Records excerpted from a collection
━━━━━━
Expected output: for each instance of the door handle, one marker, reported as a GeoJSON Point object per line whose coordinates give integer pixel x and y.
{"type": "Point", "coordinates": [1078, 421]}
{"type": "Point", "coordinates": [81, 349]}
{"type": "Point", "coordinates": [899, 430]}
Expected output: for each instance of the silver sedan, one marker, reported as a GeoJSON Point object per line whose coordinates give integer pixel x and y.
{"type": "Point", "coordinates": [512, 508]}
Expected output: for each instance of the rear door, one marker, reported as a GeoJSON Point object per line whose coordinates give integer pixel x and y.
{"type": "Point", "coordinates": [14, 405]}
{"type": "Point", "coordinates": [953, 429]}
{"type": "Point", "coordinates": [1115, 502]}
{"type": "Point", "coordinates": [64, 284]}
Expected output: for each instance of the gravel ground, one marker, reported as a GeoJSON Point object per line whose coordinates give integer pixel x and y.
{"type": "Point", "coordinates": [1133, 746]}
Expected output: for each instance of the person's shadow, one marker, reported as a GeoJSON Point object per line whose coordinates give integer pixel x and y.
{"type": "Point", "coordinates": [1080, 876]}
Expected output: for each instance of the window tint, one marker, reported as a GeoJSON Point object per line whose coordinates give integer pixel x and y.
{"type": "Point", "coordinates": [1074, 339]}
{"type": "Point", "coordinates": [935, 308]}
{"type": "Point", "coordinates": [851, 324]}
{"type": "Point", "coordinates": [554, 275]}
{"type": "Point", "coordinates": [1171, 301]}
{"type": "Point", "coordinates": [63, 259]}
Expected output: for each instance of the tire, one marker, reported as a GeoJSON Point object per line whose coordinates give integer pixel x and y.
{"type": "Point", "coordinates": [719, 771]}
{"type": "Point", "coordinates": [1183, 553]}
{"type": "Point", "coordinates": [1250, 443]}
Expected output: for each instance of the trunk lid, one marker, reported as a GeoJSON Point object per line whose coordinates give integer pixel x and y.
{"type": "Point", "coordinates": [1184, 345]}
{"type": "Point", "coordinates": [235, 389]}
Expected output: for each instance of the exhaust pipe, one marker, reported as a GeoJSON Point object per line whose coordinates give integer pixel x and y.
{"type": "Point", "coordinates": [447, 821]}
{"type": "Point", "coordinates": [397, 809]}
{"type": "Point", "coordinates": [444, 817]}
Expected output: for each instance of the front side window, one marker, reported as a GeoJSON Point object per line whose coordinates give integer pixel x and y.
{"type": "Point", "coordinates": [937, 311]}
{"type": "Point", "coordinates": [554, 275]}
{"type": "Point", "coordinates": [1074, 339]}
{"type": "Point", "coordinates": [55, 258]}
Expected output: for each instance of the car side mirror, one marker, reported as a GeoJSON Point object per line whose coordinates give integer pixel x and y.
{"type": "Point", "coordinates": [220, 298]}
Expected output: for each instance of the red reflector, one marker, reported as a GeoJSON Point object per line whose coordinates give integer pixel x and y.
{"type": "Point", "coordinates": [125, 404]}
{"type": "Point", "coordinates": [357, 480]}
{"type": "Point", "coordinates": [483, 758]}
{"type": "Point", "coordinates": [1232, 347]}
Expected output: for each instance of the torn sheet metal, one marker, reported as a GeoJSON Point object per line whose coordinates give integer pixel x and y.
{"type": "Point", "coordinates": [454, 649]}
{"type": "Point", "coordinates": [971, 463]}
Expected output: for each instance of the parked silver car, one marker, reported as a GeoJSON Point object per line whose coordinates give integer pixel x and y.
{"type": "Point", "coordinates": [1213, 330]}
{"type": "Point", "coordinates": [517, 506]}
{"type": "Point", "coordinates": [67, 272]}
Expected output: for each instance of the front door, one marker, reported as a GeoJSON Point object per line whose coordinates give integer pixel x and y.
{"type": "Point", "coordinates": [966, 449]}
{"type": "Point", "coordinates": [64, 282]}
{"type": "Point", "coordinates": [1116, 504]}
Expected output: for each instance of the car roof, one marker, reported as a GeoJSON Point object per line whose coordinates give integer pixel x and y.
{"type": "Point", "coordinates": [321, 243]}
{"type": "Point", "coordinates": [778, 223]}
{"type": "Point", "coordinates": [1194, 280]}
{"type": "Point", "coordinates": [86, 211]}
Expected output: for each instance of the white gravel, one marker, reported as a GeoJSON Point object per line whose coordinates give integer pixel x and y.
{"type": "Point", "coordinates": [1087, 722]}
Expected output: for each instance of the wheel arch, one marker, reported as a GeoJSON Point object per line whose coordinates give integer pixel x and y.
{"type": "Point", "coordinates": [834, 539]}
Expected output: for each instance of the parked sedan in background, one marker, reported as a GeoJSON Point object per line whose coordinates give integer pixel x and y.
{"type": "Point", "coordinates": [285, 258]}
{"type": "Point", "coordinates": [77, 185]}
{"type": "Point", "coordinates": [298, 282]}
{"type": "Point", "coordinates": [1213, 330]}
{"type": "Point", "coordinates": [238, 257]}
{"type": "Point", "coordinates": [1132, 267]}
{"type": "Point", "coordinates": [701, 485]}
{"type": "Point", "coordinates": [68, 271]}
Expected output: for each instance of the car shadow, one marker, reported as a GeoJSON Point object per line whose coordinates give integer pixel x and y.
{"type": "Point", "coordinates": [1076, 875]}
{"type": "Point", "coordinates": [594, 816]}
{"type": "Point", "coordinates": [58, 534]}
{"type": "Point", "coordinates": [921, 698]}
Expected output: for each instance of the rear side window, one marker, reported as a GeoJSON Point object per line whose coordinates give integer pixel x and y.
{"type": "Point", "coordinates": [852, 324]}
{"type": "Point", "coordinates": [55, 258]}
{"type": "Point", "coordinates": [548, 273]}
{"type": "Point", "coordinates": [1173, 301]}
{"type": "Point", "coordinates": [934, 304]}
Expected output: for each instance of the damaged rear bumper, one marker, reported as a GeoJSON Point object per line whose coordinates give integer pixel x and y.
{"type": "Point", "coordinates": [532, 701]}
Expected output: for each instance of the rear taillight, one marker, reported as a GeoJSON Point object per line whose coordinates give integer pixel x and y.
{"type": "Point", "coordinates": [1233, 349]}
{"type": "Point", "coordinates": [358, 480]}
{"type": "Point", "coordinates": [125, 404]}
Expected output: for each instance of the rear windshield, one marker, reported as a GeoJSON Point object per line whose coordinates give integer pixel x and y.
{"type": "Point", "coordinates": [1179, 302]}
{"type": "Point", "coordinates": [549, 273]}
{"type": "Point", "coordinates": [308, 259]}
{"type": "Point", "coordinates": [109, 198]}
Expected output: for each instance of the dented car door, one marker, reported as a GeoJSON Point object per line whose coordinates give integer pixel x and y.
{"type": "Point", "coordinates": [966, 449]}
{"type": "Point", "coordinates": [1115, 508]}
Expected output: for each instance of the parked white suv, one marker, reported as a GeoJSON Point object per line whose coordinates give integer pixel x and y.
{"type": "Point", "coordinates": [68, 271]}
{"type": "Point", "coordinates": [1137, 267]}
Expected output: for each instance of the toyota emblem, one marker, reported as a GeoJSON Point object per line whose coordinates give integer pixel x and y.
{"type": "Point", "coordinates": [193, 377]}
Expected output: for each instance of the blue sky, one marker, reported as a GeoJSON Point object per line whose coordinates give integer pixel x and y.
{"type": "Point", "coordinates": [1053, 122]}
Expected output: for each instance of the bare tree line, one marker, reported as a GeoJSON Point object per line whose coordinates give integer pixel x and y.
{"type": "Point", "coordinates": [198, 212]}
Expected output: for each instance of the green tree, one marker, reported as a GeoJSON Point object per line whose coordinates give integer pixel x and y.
━━━━━━
» **REQUIREMENT**: Please print exactly the lines of the entries above, beginning with the line that contains "Expected output: for each instance of the dented" and ending with the last line.

» **TASK SOLUTION**:
Expected output: for each instance of the dented car door, one marker, reported as a GeoJSON Point object per line whose coordinates give integer pixel x and y.
{"type": "Point", "coordinates": [966, 449]}
{"type": "Point", "coordinates": [1115, 508]}
Expected output: for each instance of the parked white suv, one marker, reported as a GeoJSON Point object per line whose coordinates give integer pixel x and y.
{"type": "Point", "coordinates": [68, 271]}
{"type": "Point", "coordinates": [1137, 267]}
Expected output: for each instance of the toyota emblem, one marker, reported as a GeoJSON Point object per line whose coordinates give integer pixel x and y.
{"type": "Point", "coordinates": [193, 377]}
Expected output: for each instance of the blue sky, one marker, reported as a GeoJSON Point object per line whose coordinates give integer pixel x and y.
{"type": "Point", "coordinates": [1053, 122]}
Expected output: for each instance of the bare tree line, one marker, reported as a GeoJSON Point object per line whose coordinates give integer pixel x and y.
{"type": "Point", "coordinates": [198, 212]}
Expected output: for each instance of the green tree, one marker, reported as a GeoJSON Point object per line whose coordinates give integer pixel x and y.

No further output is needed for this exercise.